[Pointing and labeling lines]
__________

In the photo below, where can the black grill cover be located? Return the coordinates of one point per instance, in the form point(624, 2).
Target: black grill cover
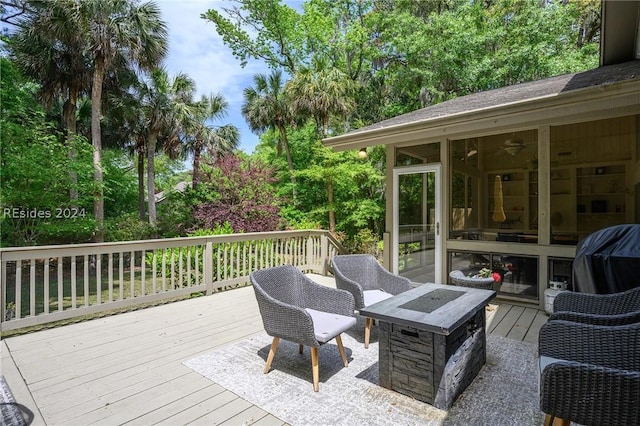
point(608, 261)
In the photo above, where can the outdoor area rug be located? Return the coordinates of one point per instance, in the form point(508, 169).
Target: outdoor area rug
point(505, 392)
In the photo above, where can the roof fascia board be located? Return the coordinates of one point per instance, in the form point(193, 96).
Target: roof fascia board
point(605, 99)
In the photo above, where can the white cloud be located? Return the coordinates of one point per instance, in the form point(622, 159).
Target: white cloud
point(196, 49)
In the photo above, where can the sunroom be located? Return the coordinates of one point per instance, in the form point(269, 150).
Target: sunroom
point(510, 179)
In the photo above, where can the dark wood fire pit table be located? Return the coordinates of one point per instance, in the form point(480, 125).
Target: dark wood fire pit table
point(432, 341)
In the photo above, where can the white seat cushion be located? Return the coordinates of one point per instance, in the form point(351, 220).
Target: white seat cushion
point(375, 296)
point(326, 325)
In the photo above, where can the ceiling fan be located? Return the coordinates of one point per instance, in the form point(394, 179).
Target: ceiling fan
point(512, 146)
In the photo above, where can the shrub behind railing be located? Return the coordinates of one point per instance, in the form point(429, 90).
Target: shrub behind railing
point(51, 283)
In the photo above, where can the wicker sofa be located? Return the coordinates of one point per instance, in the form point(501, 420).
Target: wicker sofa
point(589, 374)
point(598, 309)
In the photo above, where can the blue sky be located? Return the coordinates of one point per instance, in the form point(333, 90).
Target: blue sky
point(196, 50)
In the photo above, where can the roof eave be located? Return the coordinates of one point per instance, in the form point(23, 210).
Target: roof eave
point(548, 107)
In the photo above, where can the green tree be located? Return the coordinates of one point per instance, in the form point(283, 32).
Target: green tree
point(266, 106)
point(34, 167)
point(167, 106)
point(48, 48)
point(203, 137)
point(322, 91)
point(118, 28)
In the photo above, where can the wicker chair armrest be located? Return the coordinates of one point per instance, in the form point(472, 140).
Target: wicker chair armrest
point(327, 299)
point(608, 346)
point(595, 319)
point(603, 304)
point(589, 394)
point(286, 321)
point(392, 283)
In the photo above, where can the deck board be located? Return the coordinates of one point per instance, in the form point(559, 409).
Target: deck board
point(127, 368)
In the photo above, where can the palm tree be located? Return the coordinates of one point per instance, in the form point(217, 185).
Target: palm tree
point(322, 91)
point(208, 138)
point(137, 33)
point(49, 47)
point(266, 106)
point(167, 106)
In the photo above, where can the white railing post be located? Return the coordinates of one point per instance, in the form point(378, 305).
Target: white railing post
point(208, 267)
point(44, 270)
point(324, 254)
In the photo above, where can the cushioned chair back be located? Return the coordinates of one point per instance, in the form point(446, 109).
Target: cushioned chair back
point(360, 268)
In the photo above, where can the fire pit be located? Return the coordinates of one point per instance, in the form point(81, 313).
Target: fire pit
point(432, 341)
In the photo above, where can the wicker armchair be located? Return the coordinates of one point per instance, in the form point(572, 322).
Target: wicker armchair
point(598, 309)
point(589, 374)
point(459, 278)
point(295, 308)
point(368, 282)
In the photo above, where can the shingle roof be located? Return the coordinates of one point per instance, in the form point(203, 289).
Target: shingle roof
point(517, 93)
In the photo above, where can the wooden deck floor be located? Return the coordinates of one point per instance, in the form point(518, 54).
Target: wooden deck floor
point(127, 369)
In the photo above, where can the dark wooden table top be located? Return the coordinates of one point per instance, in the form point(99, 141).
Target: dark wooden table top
point(432, 307)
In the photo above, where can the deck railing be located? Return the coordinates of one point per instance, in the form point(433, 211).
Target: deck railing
point(51, 283)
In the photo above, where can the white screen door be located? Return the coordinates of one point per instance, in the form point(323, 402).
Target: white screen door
point(416, 218)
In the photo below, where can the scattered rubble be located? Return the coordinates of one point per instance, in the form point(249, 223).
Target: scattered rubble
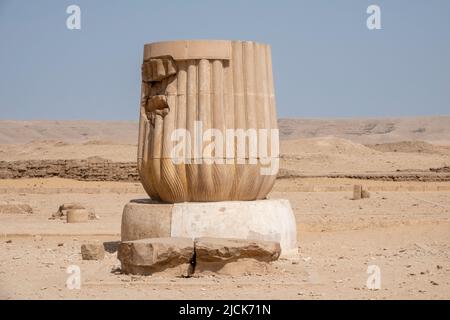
point(92, 251)
point(64, 208)
point(360, 192)
point(77, 215)
point(15, 208)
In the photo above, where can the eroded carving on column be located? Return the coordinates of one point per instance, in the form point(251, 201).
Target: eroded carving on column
point(217, 86)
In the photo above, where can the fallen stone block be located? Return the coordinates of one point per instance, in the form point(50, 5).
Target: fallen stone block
point(234, 256)
point(15, 208)
point(92, 251)
point(64, 208)
point(149, 256)
point(77, 215)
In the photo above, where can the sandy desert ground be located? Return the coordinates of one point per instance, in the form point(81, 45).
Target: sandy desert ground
point(404, 227)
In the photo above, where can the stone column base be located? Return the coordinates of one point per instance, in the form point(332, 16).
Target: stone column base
point(271, 220)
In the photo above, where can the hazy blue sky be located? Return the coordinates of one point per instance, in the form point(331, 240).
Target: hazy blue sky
point(326, 62)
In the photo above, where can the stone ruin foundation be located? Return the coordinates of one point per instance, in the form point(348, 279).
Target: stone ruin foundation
point(208, 209)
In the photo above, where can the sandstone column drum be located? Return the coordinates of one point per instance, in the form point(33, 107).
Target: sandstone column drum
point(208, 124)
point(208, 151)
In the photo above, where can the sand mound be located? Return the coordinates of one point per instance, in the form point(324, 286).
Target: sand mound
point(409, 147)
point(370, 130)
point(324, 146)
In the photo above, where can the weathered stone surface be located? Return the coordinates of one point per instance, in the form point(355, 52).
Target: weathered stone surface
point(77, 215)
point(15, 208)
point(143, 219)
point(148, 256)
point(62, 211)
point(92, 251)
point(267, 220)
point(234, 256)
point(227, 250)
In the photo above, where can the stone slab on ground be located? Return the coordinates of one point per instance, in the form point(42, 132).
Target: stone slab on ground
point(267, 220)
point(148, 256)
point(92, 251)
point(234, 256)
point(7, 207)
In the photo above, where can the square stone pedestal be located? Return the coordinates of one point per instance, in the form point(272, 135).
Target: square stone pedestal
point(271, 220)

__________

> DESCRIPTION OF THE TASK
Copy out all the lines above word for word, leaving the pictures out of your answer.

> FULL OUTPUT
In the photo below, where can the black grill cover be located? Return the coordinates of one point per instance, in the form point(624, 2).
Target: black grill cover
point(608, 261)
In the photo above, where can the outdoor area rug be located? Return the coordinates of one point per instance, in the form point(508, 169).
Target: outdoor area rug
point(505, 392)
In the photo above, where can the roof fascia board be located? Return the coordinates of one point per instance, in the form point(193, 96).
Target: roof fascia board
point(605, 99)
In the photo above, where can the white cloud be located? Return the coordinates of one point per instance, in the form point(622, 159).
Target: white cloud
point(196, 49)
In the photo above, where can the sunroom be located? Return the coordinates of one point per instance, in the form point(269, 150).
Target: sunroom
point(510, 179)
In the photo above, where can the dark wood fire pit table be located? Return the coordinates of one point per instance, in the form point(480, 125).
Target: dark wood fire pit table
point(432, 341)
In the photo above, where can the white seat cushion be located? Return the coordinates of one point per instance, in the form point(351, 220).
Target: white seat cushion
point(375, 296)
point(326, 325)
In the photo above, where can the ceiling fan be located? Return the coordinates of one point per instance, in the form point(394, 179).
Target: ceiling fan
point(512, 146)
In the photo above, where can the shrub behind railing be located? Return the coordinates of one point per instance, in the form point(429, 90).
Target: shrub behind railing
point(51, 283)
In the photo above, where can the wicker sofa be located? Return the coordinates of one point per instance, in the form point(501, 420).
Target: wicker sofa
point(589, 374)
point(598, 309)
In the photo above, where can the blue sky be located? Return the coordinates of one point per instance, in the form point(333, 90).
Target: blue sky
point(196, 50)
In the photo above, where can the roof eave be located? Return the coordinates of one point per instance, in the form point(23, 210).
Target: roof eave
point(548, 107)
In the photo above, where can the green tree be located? Return the coordinates of one point per instance, in the form point(283, 32).
Target: green tree
point(266, 106)
point(34, 167)
point(167, 106)
point(48, 48)
point(203, 137)
point(322, 91)
point(118, 28)
In the photo above, where can the wicker chair armrest be located? Return the coordinates of one point per instance, in the form point(472, 140).
Target: wicker chair armrest
point(327, 299)
point(608, 346)
point(595, 319)
point(603, 304)
point(589, 394)
point(286, 321)
point(392, 283)
In the photo above, where can the deck board be located? Return the coordinates of one point per instance, in the form point(559, 409).
Target: deck board
point(127, 368)
In the photo above, where can the palm tree be located? Return the coordinates of one point per instance, in the form point(217, 185).
Target: palm tree
point(322, 91)
point(208, 138)
point(137, 33)
point(49, 47)
point(266, 106)
point(167, 106)
In the photo above, where can the white railing post be located? Return the coordinates of one point per instance, in the form point(378, 305).
Target: white railing post
point(208, 267)
point(44, 270)
point(324, 254)
In the photo above, where can the cushioned chair back be located? Return the coordinates of one point per instance, in the form point(446, 109).
Target: cushioned chair back
point(360, 268)
In the photo above, where can the fire pit be located? Return the coordinates of one point per instance, in the form point(81, 313).
Target: fire pit
point(432, 341)
In the photo above, where can the wicker armchair be located? Return the coordinates of one point per instance, in the form point(572, 322).
Target: wicker armchair
point(598, 309)
point(589, 374)
point(459, 278)
point(295, 308)
point(368, 282)
In the photo above, where can the shingle roof be located? Return the coordinates of one point per instance, in the form point(203, 289).
Target: shingle roof
point(517, 93)
In the photo above, where can the wooden deck floor be located? Return the coordinates of one point per instance, in the form point(518, 54).
Target: wooden deck floor
point(127, 369)
In the photo above, where can the dark wooden table top be located? Return the coordinates of one point per instance, in the form point(99, 141).
Target: dark wooden table top
point(432, 307)
In the photo above, where can the deck railing be located? Return the coordinates of one point per instance, in the form point(433, 211).
Target: deck railing
point(51, 283)
In the photo above, where can the white screen door be located? Return the coordinates of one point per instance, in the form point(323, 402).
Target: white screen door
point(416, 218)
In the photo below, where can the scattered rubble be located? Return the coordinates of one point per instance, in the form point(249, 223).
Target: scattered rubble
point(92, 251)
point(64, 208)
point(360, 192)
point(77, 215)
point(15, 208)
In the photo above, where can the eroded carving on column be located? Return the coordinates of one point per instance, in the form point(251, 201).
Target: eroded carving on column
point(217, 86)
In the photo above, where can the fallen stone block be located? Return the coordinates of one point per instance, in the form point(50, 5).
Target: fallen stone block
point(234, 256)
point(15, 208)
point(92, 251)
point(64, 208)
point(149, 256)
point(77, 215)
In the photo above, where can the sandy desert ground be located? Return the coordinates of one point per instance, in the form point(81, 45).
Target: sandy desert ground
point(404, 227)
In the photo above, where can the stone column base be located? Return the coordinates of one point per instance, in the form point(332, 16).
Target: stone column base
point(271, 220)
In the photo above, where can the hazy blue sky be located? Return the coordinates of one point per instance, in the form point(331, 240).
Target: hazy blue sky
point(326, 62)
In the photo above, where can the stone ruin foundation be located? Return the coordinates of one point per instance, in the form point(348, 279).
Target: stone ruin foundation
point(208, 209)
In the photo above, where can the sandstone column drum be located? Return the coordinates of one point per instance, in the form point(33, 107).
Target: sandstone column drum
point(208, 124)
point(208, 151)
In the photo above, where can the sand mound be located? Return the coordinates of one point per instance, in the form point(324, 286).
Target: sand mound
point(409, 147)
point(370, 130)
point(324, 146)
In the photo above, where can the weathered stone surface be located? Return the coordinates of one point per instance, in the form point(355, 52).
Target: weathered stone surface
point(77, 215)
point(15, 208)
point(143, 219)
point(148, 256)
point(62, 211)
point(92, 251)
point(267, 220)
point(234, 256)
point(227, 250)
In the photo above, where can the stone slab on ground be located? Return the coordinates of one point per instance, in the form point(42, 132).
Target: stone slab on ground
point(267, 220)
point(148, 256)
point(92, 251)
point(234, 256)
point(7, 207)
In the photo above, where can the square stone pedestal be located? Return the coordinates of one point per instance, in the form point(272, 135).
Target: square stone pedestal
point(271, 220)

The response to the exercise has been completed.